* DOCUMENT *
Begin

There are many other people I could mention but I wanted to provide a slight snapshot of his some of his very good friends

It is impossible to mention Dad’s many and significant achievements and strengths, in business, personal or family life, without mentioning Mum and vice versa. Dad did not marry Mum because he can live with her, Dad married Mum because he could not live without her and because he knew Mum would make him a better man which Mum surely did with flying colours.

While both Dad and Mum grew up on the social scene of Lapworth, Rowington, Knowle/Solihull , their marriage was not always on the cards even from a very very early age. Their respective nannies would walk Mum and Dad on different sides of Lady Byron Lane and were never allowed to talk to each other. I am not sure who thought one was not good enough for the other but things were made even worse in latter life when Dad learned to love his fast cars and flying and even forgot one day which he was doing when he took off the Lapworth canal bridge, flew past a couple of bedroom cottage windows in his Austin Healey, not the Tiger Moth. After that incidence, Auntie Gilly told me that her mother, my grandmother, confided in her that Dad might be slightly unsuitable, slightly fast for Mum especially as Dad still lived at the family home on the wrong side of Lady Bryon Lane. Things were further not helped, when Dad was dating Mum, when Mum was sent, all did she go voluntary, to Canada and then to Australia with Ann Pattison, Dianna Collins and Jennifer Davey. Remember no phones or internet and a letter took 2 weeks! However, Mum came back in 1964 after not being able to meet Dad’s challenge of finding a better person on world- wide search and selection exercise to marry than himself, or more importantly Mum did not look as she knew she had the perfect catch in Dad, and married Dad on 6 March 1965 at St. Giles Church in Packwood!

End

* PROVIDED MATERIAL *

Begin

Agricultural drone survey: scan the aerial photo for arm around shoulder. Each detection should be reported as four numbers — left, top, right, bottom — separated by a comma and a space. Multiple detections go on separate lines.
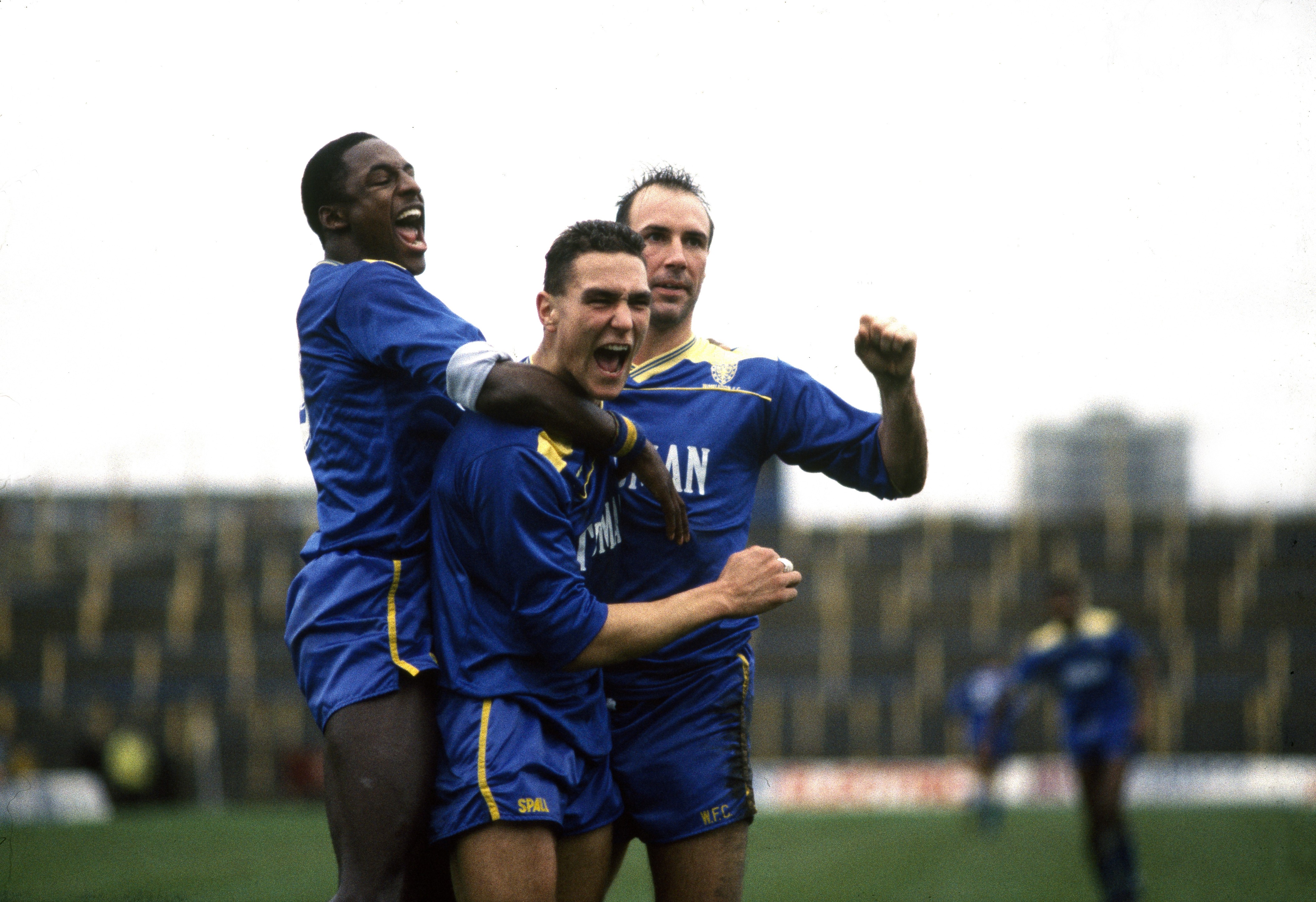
568, 546, 803, 671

End

* PROBLEMS *
1. Answer these about the tribute to Dad and Mum:
(a) Which two countries was Mum sent to while Dad was dating her?
(b) What car was Dad driving when he took off the Lapworth canal bridge?
(c) On what date and at which church did Mum and Dad marry?
2. Proceed with the tribute to Dad and Mum, picking up after its final sentence.

* TASK-BY-TASK RESULTS *
1.
(a) Canada, then Australia.
(b) An Austin Healey.
(c) 6 March 1965, at St. Giles Church in Packwood.

2.
However, on a serious note, Mum and Dad have been rock to our family and a rock to many friends in good and bad times as I am sure you will all agree. Divorce was never on the cards, as neither wanted sole custody of me! Mum and Dad were truly grateful, you could see their smiles, when Laura came around and not only moved me out of their home to another country without any warranty and sale and return policy. Perhaps I was still a bit too young to move out of the family home and get married!

Two of Dad’s other proudest moments were when he gave away his daughters – Vickie to Steve and Tessa to Gavin. I would like to say a big thank you to both Steve and Gavin, on behalf of myself and my parents, for bringing friendship, love and happiness, not just to my sisters but also to the rest of family. To see my mother’s face light up when she hears her grandchildren, Sam and Fergus, Joshua, Lilly and Ben coming to stay is a real pleasure. I am also so glad to see the Milligan’s, Ester, Janice and Paul, here today from Ireland; it is never a true family event unless you are in attendance. Thank you for making the trip from Ireland.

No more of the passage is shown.